## TASK GOAL
Working from the listing below, set down every line exactly.

## DATASET RECORDS
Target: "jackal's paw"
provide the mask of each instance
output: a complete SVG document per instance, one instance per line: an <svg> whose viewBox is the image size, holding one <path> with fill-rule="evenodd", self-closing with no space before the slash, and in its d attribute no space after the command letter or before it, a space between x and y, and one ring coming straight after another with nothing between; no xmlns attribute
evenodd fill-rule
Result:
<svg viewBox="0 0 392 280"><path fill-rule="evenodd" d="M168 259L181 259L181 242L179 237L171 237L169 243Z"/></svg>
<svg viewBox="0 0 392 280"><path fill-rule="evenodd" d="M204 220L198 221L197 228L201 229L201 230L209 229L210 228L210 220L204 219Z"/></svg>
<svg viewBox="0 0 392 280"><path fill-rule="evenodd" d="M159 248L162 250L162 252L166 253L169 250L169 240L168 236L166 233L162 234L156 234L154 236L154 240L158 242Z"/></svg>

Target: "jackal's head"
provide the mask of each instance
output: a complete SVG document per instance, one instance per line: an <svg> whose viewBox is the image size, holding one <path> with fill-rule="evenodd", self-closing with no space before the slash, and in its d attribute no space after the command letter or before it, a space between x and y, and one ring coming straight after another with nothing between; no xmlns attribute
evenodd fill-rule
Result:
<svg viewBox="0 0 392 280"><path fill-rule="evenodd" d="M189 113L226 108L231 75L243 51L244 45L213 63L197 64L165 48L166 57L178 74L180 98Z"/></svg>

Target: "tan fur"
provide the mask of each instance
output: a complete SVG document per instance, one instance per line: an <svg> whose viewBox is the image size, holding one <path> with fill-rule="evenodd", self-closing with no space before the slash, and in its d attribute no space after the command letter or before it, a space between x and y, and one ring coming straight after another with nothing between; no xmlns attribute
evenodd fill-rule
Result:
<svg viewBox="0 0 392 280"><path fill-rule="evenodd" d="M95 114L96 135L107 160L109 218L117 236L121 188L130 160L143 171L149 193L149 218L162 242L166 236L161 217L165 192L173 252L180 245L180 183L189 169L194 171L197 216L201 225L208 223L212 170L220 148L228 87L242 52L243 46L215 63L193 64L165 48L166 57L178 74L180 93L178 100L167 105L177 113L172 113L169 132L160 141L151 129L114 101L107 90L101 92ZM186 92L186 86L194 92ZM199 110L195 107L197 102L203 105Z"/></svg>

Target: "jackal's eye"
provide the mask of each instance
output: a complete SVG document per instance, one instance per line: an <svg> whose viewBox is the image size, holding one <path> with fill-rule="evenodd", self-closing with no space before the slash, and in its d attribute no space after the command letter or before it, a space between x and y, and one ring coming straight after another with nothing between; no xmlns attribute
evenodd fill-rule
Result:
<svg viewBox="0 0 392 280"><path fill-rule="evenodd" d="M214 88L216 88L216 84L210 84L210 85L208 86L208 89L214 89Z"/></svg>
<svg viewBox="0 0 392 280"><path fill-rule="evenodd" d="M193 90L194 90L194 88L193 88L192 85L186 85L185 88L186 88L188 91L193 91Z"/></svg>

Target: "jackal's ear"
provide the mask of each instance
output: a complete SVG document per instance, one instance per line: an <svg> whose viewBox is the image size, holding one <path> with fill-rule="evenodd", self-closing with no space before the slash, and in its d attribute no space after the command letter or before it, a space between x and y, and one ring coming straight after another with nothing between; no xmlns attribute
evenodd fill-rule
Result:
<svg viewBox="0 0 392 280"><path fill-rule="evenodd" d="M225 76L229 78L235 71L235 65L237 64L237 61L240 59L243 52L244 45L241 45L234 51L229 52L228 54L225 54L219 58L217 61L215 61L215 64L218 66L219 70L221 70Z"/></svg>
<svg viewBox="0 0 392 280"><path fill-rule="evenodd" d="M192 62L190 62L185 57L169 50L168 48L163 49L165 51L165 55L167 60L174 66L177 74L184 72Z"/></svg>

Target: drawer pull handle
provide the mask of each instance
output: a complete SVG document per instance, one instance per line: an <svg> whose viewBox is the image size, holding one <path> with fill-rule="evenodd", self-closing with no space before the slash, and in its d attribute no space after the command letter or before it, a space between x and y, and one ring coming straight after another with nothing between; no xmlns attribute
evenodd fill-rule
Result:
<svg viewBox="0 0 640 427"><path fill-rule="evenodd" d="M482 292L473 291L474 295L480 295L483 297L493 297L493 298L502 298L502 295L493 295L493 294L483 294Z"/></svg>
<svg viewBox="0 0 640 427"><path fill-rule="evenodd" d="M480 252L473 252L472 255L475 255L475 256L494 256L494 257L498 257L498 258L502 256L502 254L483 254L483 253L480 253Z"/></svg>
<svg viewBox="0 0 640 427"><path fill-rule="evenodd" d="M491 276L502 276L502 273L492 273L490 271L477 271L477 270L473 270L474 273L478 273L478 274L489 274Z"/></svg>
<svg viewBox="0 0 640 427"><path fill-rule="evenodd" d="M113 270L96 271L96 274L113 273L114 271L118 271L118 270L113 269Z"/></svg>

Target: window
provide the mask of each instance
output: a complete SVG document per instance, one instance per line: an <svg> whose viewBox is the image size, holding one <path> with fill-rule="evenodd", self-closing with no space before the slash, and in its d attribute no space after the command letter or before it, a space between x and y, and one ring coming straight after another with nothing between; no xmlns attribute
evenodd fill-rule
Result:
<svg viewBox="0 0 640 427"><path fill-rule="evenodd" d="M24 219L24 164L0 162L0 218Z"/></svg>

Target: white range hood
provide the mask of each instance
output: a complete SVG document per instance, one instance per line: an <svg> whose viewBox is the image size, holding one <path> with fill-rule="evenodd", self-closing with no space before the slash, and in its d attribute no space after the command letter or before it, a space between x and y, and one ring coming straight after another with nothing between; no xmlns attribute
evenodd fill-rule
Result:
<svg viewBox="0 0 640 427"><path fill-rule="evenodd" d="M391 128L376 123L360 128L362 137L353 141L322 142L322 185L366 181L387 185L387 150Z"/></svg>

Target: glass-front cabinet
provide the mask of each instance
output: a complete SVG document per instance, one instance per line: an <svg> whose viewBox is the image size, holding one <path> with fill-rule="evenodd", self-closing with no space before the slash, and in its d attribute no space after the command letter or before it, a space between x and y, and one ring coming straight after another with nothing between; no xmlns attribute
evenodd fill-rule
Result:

## OUTPUT FOR THIS TASK
Target: "jackal's paw"
provide the mask of each instance
output: a complete SVG document per instance, one instance per line: an <svg> whose viewBox is the image size, holding one <path> with fill-rule="evenodd", self-closing with no space before the slash, and in its d attribute no space after the command letter or before it, a space between x and y, and one ring coming straight after another with nothing between; no xmlns attribute
evenodd fill-rule
Result:
<svg viewBox="0 0 392 280"><path fill-rule="evenodd" d="M168 259L181 259L181 242L179 237L171 237L169 243Z"/></svg>
<svg viewBox="0 0 392 280"><path fill-rule="evenodd" d="M204 220L198 221L197 228L201 229L201 230L209 229L210 228L210 220L204 219Z"/></svg>
<svg viewBox="0 0 392 280"><path fill-rule="evenodd" d="M159 248L162 250L162 252L166 253L169 250L169 240L168 236L166 233L162 234L156 234L154 236L154 240L158 242Z"/></svg>

Target: "jackal's head"
provide the mask of each instance
output: a complete SVG document per instance, one instance per line: an <svg> whose viewBox is the image size, holding one <path> with fill-rule="evenodd", self-closing with no space before the slash, and in its d attribute no space after the command letter or before it, a space between x and y, and one ring coming straight after another with nothing between; no xmlns attribute
evenodd fill-rule
Result:
<svg viewBox="0 0 392 280"><path fill-rule="evenodd" d="M189 113L226 108L231 75L243 51L244 45L213 63L197 64L165 48L166 57L178 74L180 98Z"/></svg>

Target: "tan fur"
provide the mask of each instance
output: a complete SVG document per instance, one instance per line: an <svg> whose viewBox is the image size, holding one <path> with fill-rule="evenodd", self-closing with no space before the slash, and in its d attribute no space after the command letter or before it, a space between x and y, and one ring coming straight after another with nothing between; no xmlns attribute
evenodd fill-rule
Result:
<svg viewBox="0 0 392 280"><path fill-rule="evenodd" d="M95 114L96 135L107 160L109 218L117 236L121 188L130 160L143 171L149 193L149 218L162 242L166 236L161 217L165 192L173 252L180 245L180 183L189 169L194 171L197 216L201 225L208 223L212 170L220 148L228 87L242 52L243 46L215 63L193 64L165 48L166 57L178 74L180 93L178 100L167 105L177 113L172 113L169 132L160 141L151 129L114 101L107 90L101 92ZM186 92L186 86L194 92ZM199 110L195 107L197 102L203 105Z"/></svg>

Target: "jackal's eye"
provide the mask of each instance
output: a complete SVG document per instance, one instance per line: an <svg> whose viewBox is the image size, holding one <path> with fill-rule="evenodd", self-closing with no space before the slash, and in its d attribute no space after the command letter or before it, a space between x and y, and one ring coming straight after another with nothing between; no xmlns attribute
evenodd fill-rule
Result:
<svg viewBox="0 0 392 280"><path fill-rule="evenodd" d="M214 88L216 88L216 84L210 84L210 85L208 86L208 89L214 89Z"/></svg>
<svg viewBox="0 0 392 280"><path fill-rule="evenodd" d="M193 90L194 90L194 88L193 88L192 85L186 85L185 88L186 88L188 91L193 91Z"/></svg>

Target: "jackal's ear"
provide the mask of each instance
output: a complete SVG document per instance, one instance per line: an <svg> whose viewBox is the image size, holding one <path> with fill-rule="evenodd", self-closing with no space before the slash, and in its d attribute no space after the command letter or before it, a space between x and y, and one ring coming straight after another with nothing between; no xmlns attribute
evenodd fill-rule
Result:
<svg viewBox="0 0 392 280"><path fill-rule="evenodd" d="M225 76L229 78L235 71L235 65L237 64L237 61L240 59L243 52L244 45L241 45L234 51L229 52L228 54L225 54L219 58L217 61L215 61L215 64L218 66L219 70L221 70Z"/></svg>
<svg viewBox="0 0 392 280"><path fill-rule="evenodd" d="M192 62L190 62L185 57L169 50L168 48L163 49L165 51L165 55L167 60L174 66L177 74L184 72Z"/></svg>

Target: drawer pull handle
provide the mask of each instance
output: a complete SVG document per instance, one instance per line: an <svg> whose viewBox is the image size, holding one <path> with fill-rule="evenodd", self-closing with no space before the slash, and in its d attribute no space after the command letter or before it, a space between x and y, and one ring coming straight after another with nothing between; no xmlns attribute
evenodd fill-rule
Result:
<svg viewBox="0 0 640 427"><path fill-rule="evenodd" d="M482 292L473 291L474 295L480 295L483 297L493 297L493 298L502 298L502 295L493 295L493 294L483 294Z"/></svg>
<svg viewBox="0 0 640 427"><path fill-rule="evenodd" d="M480 252L473 252L472 255L475 255L475 256L494 256L494 257L498 257L498 258L502 256L502 254L483 254L483 253L480 253Z"/></svg>
<svg viewBox="0 0 640 427"><path fill-rule="evenodd" d="M491 276L502 276L502 273L492 273L490 271L477 271L477 270L473 270L474 273L478 273L478 274L489 274Z"/></svg>
<svg viewBox="0 0 640 427"><path fill-rule="evenodd" d="M113 270L96 271L96 274L113 273L114 271L118 271L118 270L113 269Z"/></svg>

Target: window
provide the mask of each instance
output: a complete SVG document per instance, one instance per line: an <svg> whose viewBox is the image size, holding one <path> with fill-rule="evenodd", self-closing with no space before the slash, and in its d attribute no space after the command letter or before it, a space between x and y, and one ring coming straight after another with nothing between; no xmlns attribute
evenodd fill-rule
Result:
<svg viewBox="0 0 640 427"><path fill-rule="evenodd" d="M24 219L24 164L0 162L0 218Z"/></svg>

Target: white range hood
provide the mask of each instance
output: a complete SVG document per instance, one instance per line: an <svg> whose viewBox is the image size, holding one <path> with fill-rule="evenodd", self-closing with no space before the slash, and in its d attribute no space after the command letter or before it, a space between x and y, and one ring coming straight after another with nothing between; no xmlns attribute
evenodd fill-rule
Result:
<svg viewBox="0 0 640 427"><path fill-rule="evenodd" d="M391 128L376 123L360 128L362 137L353 141L322 142L322 185L366 181L387 185L387 150Z"/></svg>

Target: glass-front cabinet
provide the mask of each instance
output: a complete SVG document per instance, one instance per line: an <svg> whose viewBox is the image size, holding one <path> with fill-rule="evenodd", self-closing with no space before the slash, and in its d attribute no space after the command letter or before it, a space between x and y, and one ring coming straight after another with nothing between; no xmlns attribute
evenodd fill-rule
Result:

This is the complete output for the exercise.